Please copy the data from the line with "Target: knuckle" through the end of the data, requests included, and shift every coordinate in the answers by adding 103 to it.

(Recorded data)

────────────────

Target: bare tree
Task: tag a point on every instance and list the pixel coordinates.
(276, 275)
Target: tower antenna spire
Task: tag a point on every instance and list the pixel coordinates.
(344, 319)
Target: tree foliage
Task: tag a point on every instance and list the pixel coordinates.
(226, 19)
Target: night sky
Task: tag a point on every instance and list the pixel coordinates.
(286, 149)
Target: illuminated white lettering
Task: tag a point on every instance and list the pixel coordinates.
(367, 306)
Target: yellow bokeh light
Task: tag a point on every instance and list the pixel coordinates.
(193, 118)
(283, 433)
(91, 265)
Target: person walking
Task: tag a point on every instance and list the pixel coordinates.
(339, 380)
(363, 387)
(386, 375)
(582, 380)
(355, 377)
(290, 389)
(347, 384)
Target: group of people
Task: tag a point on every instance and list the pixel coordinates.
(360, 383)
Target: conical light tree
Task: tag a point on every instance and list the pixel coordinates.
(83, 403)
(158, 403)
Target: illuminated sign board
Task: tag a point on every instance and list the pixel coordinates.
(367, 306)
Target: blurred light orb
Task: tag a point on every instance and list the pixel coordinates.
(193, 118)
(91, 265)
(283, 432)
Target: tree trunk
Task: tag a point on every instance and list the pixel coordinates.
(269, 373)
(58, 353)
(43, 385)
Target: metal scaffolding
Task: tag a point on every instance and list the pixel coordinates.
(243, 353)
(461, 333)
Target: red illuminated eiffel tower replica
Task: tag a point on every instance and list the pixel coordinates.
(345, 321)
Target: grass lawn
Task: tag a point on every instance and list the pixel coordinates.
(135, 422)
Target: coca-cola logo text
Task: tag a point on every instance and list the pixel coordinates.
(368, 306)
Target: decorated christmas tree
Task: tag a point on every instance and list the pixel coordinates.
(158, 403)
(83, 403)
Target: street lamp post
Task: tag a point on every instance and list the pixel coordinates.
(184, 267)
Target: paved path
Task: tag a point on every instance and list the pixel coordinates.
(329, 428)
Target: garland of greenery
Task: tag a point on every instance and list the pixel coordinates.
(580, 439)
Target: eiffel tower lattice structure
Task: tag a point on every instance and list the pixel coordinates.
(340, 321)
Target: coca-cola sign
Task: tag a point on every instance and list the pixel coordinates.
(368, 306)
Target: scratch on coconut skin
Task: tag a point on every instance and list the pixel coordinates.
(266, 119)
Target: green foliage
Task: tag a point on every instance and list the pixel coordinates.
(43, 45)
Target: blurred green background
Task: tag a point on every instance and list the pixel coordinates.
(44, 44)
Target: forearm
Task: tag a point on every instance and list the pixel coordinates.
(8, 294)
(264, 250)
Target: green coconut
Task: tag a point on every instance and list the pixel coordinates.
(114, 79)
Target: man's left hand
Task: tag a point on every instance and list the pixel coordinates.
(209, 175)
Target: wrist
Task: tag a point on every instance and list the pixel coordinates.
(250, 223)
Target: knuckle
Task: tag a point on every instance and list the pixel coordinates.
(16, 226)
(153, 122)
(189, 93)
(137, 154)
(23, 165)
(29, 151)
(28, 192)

────────────────

Solution to this task
Target: knuckle
Task: tag a point on every instance and list the pixel coordinates.
(119, 329)
(256, 225)
(292, 196)
(240, 257)
(126, 268)
(132, 254)
(131, 295)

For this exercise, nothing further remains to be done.